- [Given exercise A]
Answer these questions from the FCC foreign ownership summary, one answer per line, marked the same way:
(i) On what date did the Commission adopt the two orders?
(ii) Section 310(b) petitions are required above what level of aggregate non-U.S. voting or equity interests?
(iii) Which section summarizes the order on foreign adversary control reporting?

To read the FCC’s R&O on foreign adversary control reporting rules, please click here.

To read the FCC’s R&O on Section 310(b) foreign ownership review rules, please click here.

On January 29, 2026, the Federal Communications Commission (“Commission”) adopted two orders that address foreign investment in regulated entities. The first Report and Order (“R&O”) seeks to increase transparency around foreign adversary control by establishing new reporting requirements that apply widely to regulated entities, with greater reporting burdens for entities with licenses and authorizations that have greater national security risk of foreign adversary control. That order is summarized in Section A below, and is pertinent to all regulatees—including portfolio companies in all market sectors owned by U.S. and allied country investors that hold private business radio licenses with as low as 10% passive, indirect foreign adversary ownership.

The second R&O on foreign ownership, summarized in Section B, codifies current Commission review practices for Section 310(b) petitions, bringing clarity to broadcasters and common carriers that seek to exceed statutory benchmarks for foreign ownership. Section 310(b) petitions are required when entities have aggregate non-U.S. voting or equity interests above 25%, directly or indirectly.

- [Data supplied]
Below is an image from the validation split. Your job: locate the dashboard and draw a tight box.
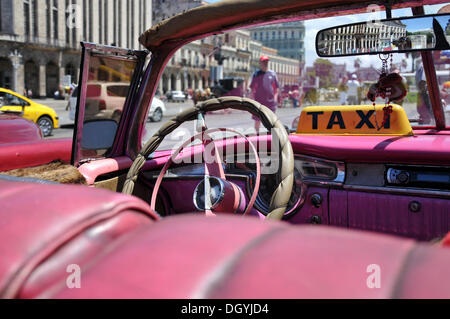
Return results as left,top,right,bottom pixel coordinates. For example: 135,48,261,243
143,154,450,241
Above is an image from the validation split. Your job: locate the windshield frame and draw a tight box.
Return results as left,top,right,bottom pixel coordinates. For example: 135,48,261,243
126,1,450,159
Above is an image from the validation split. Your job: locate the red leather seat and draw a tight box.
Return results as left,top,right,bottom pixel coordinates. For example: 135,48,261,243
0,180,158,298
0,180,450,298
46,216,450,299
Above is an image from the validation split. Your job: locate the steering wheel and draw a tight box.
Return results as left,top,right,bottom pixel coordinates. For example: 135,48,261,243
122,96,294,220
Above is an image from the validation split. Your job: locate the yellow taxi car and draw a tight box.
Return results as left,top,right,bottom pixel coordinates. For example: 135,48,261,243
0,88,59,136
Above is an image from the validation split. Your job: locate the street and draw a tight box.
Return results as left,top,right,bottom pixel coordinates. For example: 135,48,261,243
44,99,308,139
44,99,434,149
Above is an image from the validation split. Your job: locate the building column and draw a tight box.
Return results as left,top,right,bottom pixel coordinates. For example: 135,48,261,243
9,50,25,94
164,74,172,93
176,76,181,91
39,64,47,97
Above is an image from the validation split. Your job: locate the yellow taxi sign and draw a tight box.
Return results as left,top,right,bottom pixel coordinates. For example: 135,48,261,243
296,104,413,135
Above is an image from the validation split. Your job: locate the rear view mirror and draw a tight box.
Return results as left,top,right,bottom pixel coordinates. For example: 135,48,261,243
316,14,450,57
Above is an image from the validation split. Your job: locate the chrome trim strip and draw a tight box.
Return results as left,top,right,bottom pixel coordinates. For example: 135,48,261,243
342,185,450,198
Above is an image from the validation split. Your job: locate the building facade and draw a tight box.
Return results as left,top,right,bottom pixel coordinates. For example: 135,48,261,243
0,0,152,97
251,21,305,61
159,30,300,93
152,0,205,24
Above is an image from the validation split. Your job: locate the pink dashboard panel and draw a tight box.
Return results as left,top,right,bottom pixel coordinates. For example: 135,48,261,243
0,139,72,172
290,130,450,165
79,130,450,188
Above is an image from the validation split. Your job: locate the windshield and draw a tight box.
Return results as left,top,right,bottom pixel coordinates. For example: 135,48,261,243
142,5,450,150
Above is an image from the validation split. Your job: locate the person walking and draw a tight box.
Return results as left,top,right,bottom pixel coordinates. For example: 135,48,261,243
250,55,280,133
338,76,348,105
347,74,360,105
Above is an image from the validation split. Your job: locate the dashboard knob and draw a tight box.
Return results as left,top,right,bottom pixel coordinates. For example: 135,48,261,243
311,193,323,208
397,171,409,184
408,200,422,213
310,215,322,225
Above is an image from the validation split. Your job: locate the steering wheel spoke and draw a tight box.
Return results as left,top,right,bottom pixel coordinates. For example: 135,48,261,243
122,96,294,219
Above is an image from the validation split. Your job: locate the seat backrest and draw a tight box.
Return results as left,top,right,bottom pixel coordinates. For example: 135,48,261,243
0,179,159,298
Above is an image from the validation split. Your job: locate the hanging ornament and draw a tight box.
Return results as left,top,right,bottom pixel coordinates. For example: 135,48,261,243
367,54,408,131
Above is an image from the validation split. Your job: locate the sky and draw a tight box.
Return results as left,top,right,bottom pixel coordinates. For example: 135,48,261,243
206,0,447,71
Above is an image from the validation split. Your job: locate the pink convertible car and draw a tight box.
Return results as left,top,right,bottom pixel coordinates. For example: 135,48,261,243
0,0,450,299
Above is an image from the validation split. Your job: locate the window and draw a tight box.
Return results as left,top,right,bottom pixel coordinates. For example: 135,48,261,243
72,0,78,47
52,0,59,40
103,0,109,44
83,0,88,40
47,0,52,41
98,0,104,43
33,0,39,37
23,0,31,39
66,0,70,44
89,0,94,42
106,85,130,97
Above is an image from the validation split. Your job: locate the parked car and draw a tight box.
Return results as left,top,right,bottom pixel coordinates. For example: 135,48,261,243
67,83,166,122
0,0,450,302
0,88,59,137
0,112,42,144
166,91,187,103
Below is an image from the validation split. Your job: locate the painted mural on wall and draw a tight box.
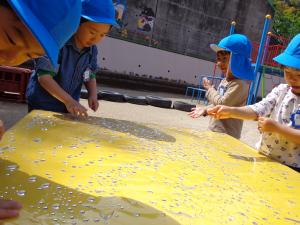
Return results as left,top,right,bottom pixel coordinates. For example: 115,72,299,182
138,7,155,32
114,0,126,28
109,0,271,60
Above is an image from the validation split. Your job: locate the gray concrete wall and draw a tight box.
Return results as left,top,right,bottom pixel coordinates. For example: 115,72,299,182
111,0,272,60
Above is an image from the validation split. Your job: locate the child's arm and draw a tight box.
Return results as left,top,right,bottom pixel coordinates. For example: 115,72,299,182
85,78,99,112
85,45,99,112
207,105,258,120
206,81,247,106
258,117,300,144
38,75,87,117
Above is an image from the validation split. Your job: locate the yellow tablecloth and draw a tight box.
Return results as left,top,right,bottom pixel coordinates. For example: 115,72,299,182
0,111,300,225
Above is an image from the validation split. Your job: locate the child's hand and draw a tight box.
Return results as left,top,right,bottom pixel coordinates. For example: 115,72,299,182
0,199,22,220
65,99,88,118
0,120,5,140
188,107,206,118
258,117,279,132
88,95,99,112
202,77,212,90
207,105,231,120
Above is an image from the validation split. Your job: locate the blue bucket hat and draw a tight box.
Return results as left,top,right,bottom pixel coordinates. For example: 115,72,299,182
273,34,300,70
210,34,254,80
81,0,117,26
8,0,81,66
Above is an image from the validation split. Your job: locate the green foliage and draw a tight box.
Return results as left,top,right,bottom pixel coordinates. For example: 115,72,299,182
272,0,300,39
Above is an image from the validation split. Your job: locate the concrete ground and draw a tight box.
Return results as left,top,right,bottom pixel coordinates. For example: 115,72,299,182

- [Given exercise B] Transcribe the records from their first line through the line containing "126,1,450,159", including both ends, and leave out the picture.

- [Exercise output A]
(i) January 29, 2026
(ii) Above 25%, directly or indirectly
(iii) Section A

- [Exercise output B]
Below is an image from the validation split. Your job: locate the dashboard and draw a tight box.
Return results as left,top,right,bottom pixel coordinates. For example: 135,48,261,243
143,154,450,241
Above is an image from the validation split. Your job: locate the windshield frame and draw a tight box.
Return results as left,top,right,bottom pixel coordinates. For example: 135,48,261,243
126,1,450,159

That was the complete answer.